◆ Supplied data
_ _ _ _ _

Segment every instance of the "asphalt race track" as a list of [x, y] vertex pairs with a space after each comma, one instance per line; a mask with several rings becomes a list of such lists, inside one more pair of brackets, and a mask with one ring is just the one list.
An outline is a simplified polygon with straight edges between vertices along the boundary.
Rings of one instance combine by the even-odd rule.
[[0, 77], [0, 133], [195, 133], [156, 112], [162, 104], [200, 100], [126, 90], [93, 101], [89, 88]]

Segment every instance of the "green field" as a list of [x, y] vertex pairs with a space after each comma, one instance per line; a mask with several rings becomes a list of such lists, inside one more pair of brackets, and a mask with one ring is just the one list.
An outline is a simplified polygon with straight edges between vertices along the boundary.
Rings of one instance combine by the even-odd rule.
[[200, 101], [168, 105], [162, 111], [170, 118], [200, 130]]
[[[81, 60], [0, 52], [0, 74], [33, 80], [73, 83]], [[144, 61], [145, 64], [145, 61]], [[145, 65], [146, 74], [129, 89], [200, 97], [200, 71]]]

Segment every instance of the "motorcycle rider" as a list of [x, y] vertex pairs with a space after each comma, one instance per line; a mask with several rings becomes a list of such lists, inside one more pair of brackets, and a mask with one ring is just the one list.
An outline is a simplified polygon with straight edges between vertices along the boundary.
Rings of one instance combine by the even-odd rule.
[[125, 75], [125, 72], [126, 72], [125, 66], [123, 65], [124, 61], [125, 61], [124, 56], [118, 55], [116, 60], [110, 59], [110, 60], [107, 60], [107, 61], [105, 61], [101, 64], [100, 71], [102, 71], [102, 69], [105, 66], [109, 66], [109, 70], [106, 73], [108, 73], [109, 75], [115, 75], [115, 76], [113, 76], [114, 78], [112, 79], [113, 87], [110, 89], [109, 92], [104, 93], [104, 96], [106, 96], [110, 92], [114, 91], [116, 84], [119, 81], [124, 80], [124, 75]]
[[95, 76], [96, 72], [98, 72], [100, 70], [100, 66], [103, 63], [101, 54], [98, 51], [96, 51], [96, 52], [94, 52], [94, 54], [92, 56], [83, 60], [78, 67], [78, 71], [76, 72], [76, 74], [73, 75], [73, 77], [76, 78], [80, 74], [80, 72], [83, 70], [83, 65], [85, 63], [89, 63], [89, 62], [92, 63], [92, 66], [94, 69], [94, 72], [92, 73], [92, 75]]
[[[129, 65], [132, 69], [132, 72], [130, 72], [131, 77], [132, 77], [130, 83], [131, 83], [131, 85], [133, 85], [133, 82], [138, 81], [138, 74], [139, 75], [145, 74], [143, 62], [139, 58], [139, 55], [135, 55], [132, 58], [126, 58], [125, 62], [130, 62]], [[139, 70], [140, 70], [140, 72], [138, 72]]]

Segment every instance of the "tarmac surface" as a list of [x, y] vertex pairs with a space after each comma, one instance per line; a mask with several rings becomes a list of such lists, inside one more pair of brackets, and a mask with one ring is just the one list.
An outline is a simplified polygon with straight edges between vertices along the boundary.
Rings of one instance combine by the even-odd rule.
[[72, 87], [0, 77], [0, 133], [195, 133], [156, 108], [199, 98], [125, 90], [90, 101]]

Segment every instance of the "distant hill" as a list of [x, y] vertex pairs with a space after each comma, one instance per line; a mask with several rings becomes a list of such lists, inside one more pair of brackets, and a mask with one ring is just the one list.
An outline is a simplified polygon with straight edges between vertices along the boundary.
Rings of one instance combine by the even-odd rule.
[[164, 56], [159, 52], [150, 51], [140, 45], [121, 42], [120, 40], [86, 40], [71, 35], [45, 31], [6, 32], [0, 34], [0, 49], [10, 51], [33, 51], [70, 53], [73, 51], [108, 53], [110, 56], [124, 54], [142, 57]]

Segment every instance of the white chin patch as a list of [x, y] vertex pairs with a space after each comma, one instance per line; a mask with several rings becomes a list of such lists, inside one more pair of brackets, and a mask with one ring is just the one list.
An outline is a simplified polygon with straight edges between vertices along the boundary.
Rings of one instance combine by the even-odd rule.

_ _ _ _ _

◆ What the task asks
Could you copy out every line of the items above, word for word and in the same order?

◆ In response
Segment every instance of the "asphalt race track" as a list of [x, y] vertex pairs with a space after each comma, one instance per line; a mask with several rings becomes a list of such lists, inside one more pair of brackets, and a mask with one ring is just the one list.
An outline is a simplified polygon with straight edges between vertices along the boundary.
Rings of one instance combine by the even-odd rule.
[[0, 77], [0, 133], [195, 133], [156, 112], [162, 104], [200, 100], [126, 90], [93, 101], [89, 88]]

Segment every instance of the "green field" as a list of [x, y] vertex pairs with a space after each comma, one instance per line; a mask with several rings becomes a list of such lists, inside one more pair of brackets, and a mask with one ring is just the one list.
An outline is a simplified polygon with straight edges between vertices along the boundary.
Rings of one instance combine by the even-odd rule.
[[200, 101], [168, 105], [162, 111], [170, 118], [200, 130]]
[[[81, 60], [0, 52], [0, 74], [33, 80], [73, 83]], [[144, 61], [145, 64], [145, 61]], [[145, 65], [146, 74], [129, 89], [200, 97], [200, 71]]]

Segment every instance of the "motorcycle rider" as a list of [x, y] vertex pairs with a space after each comma, one instance per line; a mask with several rings becomes a list of such lists, inside one more pair of brackets, and a mask with one ring is just the one list.
An outline is a simplified polygon with straight edges between vertices along the boundary.
Rings of one instance combine by the even-odd rule.
[[125, 75], [125, 72], [126, 72], [125, 66], [123, 65], [124, 61], [125, 61], [124, 56], [118, 55], [116, 60], [110, 59], [110, 60], [107, 60], [107, 61], [105, 61], [101, 64], [100, 71], [102, 71], [102, 69], [105, 66], [109, 66], [109, 70], [106, 73], [108, 73], [109, 75], [115, 75], [115, 76], [113, 76], [114, 78], [112, 79], [113, 87], [110, 89], [109, 92], [104, 93], [104, 96], [106, 96], [110, 92], [114, 91], [116, 84], [119, 81], [124, 80], [124, 75]]
[[95, 76], [96, 72], [98, 72], [100, 70], [100, 66], [103, 63], [101, 54], [98, 51], [96, 51], [96, 52], [94, 52], [94, 54], [92, 56], [83, 60], [78, 67], [78, 71], [76, 72], [76, 74], [73, 75], [73, 77], [76, 78], [80, 74], [80, 72], [83, 70], [83, 65], [85, 63], [89, 63], [89, 62], [92, 63], [92, 66], [94, 69], [94, 72], [92, 73], [92, 75]]
[[[129, 65], [132, 69], [132, 72], [130, 72], [131, 77], [132, 77], [130, 83], [131, 83], [131, 85], [133, 85], [133, 82], [138, 81], [138, 74], [139, 75], [145, 74], [143, 62], [139, 58], [139, 55], [135, 55], [132, 58], [126, 58], [125, 62], [130, 62]], [[139, 70], [140, 70], [140, 72], [138, 72]]]

Segment every instance of the "tarmac surface" as a list of [x, y] vertex pairs with a space after each comma, one instance per line; a mask with several rings becomes a list of such lists, inside one more pair of brackets, and a mask with one ring is just the one list.
An outline is a simplified polygon with straight edges between vertices along the boundary.
Rings of one instance combine by the even-odd rule.
[[72, 87], [0, 77], [0, 133], [195, 133], [156, 108], [199, 98], [125, 90], [90, 101]]

Segment every instance of the "distant hill" as a list of [x, y] vertex pairs with a space after each comma, one instance per line; a mask with several rings becomes a list of such lists, inside one more pair of brackets, and a mask with one ring is just the one list.
An outline is a simplified polygon with straight edges between vertices along the boundary.
Rings of one instance combine by the even-odd rule.
[[164, 56], [159, 52], [150, 51], [140, 45], [121, 42], [120, 40], [86, 40], [71, 35], [45, 31], [6, 32], [0, 34], [0, 49], [10, 51], [33, 51], [70, 53], [73, 51], [108, 53], [110, 56], [124, 54], [142, 57]]

Segment every instance of the white chin patch as a list of [x, y] vertex pairs with a space after each comma, one instance per line; a mask with several rings becomes a list of such lists, inside one more pair of brackets, and a mask with one ring is just the one list.
An outline is a simplified polygon with straight edges between vertices along the boundary.
Rings of one instance combine by the even-odd rule.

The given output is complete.